Task details:
Reproduce the records word for word, from their first line through the line containing "column 1083, row 241", with both of those lines included.

------ Information provided

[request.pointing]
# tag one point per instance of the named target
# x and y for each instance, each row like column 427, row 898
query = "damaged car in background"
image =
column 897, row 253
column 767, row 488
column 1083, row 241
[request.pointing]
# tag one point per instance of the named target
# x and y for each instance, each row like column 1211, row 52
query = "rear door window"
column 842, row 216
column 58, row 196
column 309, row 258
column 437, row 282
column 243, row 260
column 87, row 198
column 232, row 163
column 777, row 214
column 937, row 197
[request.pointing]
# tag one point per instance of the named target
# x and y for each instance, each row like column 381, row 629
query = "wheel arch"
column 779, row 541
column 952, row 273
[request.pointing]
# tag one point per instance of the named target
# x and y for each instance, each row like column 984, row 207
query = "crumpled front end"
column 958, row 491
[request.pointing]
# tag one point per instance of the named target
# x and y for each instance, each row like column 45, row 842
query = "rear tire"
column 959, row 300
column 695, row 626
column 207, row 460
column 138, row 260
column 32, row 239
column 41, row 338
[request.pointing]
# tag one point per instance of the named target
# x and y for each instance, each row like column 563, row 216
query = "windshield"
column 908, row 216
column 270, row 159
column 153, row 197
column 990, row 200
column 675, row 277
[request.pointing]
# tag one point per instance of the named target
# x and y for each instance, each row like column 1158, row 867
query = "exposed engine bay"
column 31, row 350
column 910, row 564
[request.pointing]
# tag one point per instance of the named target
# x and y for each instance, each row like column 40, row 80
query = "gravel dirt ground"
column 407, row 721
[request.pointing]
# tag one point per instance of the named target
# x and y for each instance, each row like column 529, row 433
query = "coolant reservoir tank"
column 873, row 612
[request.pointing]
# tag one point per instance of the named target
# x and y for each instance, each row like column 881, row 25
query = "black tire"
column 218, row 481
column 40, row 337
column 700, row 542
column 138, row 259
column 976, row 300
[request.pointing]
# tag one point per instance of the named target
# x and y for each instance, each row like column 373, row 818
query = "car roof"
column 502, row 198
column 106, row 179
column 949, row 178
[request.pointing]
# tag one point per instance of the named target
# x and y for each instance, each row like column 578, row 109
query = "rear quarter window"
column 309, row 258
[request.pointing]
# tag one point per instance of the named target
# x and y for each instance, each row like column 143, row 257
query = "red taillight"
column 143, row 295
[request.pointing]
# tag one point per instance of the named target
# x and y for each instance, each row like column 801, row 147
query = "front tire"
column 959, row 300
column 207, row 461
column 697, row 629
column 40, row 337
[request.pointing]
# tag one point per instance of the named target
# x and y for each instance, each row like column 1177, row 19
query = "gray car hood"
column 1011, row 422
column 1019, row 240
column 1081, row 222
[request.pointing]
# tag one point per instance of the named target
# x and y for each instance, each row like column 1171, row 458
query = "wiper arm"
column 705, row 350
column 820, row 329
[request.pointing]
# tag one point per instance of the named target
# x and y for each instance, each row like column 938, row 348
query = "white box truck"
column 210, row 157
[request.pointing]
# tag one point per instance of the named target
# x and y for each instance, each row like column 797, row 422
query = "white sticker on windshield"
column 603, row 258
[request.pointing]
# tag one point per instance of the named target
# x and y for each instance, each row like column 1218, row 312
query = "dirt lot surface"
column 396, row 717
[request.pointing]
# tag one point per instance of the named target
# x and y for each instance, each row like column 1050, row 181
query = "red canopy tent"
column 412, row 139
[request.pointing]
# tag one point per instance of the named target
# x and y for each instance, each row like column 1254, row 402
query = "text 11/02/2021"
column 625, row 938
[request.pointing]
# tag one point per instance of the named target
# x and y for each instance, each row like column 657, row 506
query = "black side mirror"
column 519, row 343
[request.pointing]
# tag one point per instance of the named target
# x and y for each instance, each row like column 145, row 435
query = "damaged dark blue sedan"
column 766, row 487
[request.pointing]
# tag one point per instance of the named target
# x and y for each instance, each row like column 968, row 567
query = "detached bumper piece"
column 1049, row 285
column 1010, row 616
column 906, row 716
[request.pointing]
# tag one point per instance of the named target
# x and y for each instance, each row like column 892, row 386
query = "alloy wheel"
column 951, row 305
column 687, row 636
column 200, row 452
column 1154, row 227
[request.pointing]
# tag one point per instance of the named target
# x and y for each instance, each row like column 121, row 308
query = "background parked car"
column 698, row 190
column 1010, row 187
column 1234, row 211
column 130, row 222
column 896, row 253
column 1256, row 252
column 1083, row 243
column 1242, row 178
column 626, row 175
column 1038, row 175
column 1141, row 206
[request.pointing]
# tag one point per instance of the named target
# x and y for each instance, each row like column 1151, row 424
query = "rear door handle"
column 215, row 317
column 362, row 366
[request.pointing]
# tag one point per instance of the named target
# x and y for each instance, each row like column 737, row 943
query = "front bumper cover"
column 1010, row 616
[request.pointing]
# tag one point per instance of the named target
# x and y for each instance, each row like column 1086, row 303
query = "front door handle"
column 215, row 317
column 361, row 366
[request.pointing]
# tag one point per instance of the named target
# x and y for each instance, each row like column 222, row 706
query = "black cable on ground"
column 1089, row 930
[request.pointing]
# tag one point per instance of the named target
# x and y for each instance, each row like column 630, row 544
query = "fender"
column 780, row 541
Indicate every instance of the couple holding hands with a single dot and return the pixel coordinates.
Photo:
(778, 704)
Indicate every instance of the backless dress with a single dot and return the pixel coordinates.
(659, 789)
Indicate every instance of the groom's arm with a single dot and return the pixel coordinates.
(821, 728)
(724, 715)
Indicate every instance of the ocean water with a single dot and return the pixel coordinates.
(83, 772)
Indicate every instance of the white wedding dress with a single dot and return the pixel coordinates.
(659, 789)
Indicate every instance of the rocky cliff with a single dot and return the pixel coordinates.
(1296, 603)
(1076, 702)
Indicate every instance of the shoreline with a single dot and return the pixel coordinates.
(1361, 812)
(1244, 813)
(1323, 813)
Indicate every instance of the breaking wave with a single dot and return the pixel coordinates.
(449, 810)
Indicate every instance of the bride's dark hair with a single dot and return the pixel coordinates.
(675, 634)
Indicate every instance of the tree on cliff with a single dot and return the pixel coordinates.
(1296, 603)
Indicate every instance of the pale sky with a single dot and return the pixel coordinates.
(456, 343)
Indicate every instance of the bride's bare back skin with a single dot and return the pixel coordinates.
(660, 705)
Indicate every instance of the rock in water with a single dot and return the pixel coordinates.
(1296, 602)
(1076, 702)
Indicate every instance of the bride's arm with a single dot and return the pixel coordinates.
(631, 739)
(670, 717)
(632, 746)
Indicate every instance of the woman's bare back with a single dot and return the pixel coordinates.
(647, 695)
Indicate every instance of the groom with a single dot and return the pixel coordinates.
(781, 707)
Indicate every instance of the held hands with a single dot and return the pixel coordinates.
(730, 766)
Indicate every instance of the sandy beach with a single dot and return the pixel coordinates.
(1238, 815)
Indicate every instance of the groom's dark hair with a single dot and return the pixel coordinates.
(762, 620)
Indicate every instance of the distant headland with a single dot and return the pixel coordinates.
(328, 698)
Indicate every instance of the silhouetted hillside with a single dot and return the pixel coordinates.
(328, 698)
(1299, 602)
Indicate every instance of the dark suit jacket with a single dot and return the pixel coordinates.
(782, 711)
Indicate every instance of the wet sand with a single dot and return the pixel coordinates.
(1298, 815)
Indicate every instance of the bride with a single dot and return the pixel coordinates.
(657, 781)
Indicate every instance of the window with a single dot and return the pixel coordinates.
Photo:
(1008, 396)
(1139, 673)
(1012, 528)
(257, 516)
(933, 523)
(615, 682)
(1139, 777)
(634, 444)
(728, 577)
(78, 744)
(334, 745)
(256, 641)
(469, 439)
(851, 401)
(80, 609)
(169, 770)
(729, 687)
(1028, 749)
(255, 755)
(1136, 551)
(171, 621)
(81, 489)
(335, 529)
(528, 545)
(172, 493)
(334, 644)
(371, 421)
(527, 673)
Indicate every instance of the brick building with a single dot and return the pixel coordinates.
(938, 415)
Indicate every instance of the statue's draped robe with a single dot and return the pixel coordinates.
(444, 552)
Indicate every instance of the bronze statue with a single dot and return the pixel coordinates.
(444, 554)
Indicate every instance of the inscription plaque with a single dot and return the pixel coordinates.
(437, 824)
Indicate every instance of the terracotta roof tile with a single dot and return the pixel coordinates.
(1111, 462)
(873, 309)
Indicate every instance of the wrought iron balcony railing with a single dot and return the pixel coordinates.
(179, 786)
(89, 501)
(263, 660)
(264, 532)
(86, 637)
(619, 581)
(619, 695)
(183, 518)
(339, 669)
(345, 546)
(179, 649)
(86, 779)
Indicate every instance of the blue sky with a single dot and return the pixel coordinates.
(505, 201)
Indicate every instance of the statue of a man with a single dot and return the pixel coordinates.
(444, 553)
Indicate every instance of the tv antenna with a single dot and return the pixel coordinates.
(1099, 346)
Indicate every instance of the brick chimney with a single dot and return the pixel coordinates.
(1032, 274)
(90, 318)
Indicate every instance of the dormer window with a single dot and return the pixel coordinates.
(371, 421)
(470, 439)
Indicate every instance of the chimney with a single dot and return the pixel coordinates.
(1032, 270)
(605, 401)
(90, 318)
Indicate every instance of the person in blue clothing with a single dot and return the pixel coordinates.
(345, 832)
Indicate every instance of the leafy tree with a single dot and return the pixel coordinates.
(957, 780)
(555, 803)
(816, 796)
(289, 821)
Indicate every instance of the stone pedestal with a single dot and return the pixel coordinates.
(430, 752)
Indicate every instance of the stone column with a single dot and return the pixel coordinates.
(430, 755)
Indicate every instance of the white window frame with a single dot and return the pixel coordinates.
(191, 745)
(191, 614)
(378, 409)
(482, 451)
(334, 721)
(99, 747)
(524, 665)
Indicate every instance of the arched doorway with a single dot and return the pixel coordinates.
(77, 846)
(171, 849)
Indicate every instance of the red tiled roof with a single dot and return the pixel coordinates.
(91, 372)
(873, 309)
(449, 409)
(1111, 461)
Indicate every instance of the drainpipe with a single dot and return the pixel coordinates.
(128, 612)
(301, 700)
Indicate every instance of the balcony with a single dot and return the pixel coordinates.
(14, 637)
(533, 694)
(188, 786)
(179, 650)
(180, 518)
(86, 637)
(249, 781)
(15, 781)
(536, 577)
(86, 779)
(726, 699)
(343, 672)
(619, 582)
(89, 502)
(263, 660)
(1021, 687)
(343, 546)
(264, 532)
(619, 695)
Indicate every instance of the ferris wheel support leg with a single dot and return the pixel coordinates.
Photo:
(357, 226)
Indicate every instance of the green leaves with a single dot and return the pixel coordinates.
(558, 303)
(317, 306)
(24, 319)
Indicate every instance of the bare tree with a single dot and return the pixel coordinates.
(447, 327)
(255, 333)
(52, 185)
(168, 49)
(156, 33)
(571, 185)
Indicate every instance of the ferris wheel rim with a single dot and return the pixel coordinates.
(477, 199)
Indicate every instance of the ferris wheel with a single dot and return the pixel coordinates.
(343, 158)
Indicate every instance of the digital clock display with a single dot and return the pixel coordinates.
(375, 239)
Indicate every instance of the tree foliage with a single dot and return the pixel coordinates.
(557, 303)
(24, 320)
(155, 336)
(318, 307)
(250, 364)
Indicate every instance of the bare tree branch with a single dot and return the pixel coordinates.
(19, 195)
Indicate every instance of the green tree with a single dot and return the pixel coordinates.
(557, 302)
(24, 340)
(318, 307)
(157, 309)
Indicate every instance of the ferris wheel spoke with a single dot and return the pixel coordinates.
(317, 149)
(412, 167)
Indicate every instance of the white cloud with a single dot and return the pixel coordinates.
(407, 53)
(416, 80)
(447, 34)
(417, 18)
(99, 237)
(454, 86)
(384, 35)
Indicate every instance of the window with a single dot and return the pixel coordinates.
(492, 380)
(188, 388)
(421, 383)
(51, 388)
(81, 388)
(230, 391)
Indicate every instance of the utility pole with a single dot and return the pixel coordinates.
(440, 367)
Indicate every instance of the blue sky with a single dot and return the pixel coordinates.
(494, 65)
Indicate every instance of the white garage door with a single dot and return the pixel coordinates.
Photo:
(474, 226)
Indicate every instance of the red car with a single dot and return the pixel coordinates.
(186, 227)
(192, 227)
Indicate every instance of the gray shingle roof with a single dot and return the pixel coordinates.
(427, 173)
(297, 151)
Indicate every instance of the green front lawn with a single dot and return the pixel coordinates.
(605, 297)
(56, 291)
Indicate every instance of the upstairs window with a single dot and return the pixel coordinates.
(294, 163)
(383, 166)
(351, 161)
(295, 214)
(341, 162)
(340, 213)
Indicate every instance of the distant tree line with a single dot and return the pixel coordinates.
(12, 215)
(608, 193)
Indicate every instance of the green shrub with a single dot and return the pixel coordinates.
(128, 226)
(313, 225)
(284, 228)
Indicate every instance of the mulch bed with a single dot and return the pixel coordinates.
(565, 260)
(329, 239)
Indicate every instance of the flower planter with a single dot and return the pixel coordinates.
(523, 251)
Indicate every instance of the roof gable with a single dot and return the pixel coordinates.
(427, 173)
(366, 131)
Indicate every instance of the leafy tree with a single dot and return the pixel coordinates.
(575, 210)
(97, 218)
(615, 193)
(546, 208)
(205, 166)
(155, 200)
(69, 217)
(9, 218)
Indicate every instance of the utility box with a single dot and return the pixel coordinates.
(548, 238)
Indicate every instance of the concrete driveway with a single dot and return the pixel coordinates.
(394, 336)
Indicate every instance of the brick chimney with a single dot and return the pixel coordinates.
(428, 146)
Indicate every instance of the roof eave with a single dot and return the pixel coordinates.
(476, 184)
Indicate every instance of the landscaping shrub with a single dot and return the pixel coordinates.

------------

The output:
[request.pointing]
# tag one point per instance of the named target
# x and y for each instance, each row like column 427, row 898
query = "damaged car in background"
image =
column 897, row 253
column 767, row 488
column 1083, row 241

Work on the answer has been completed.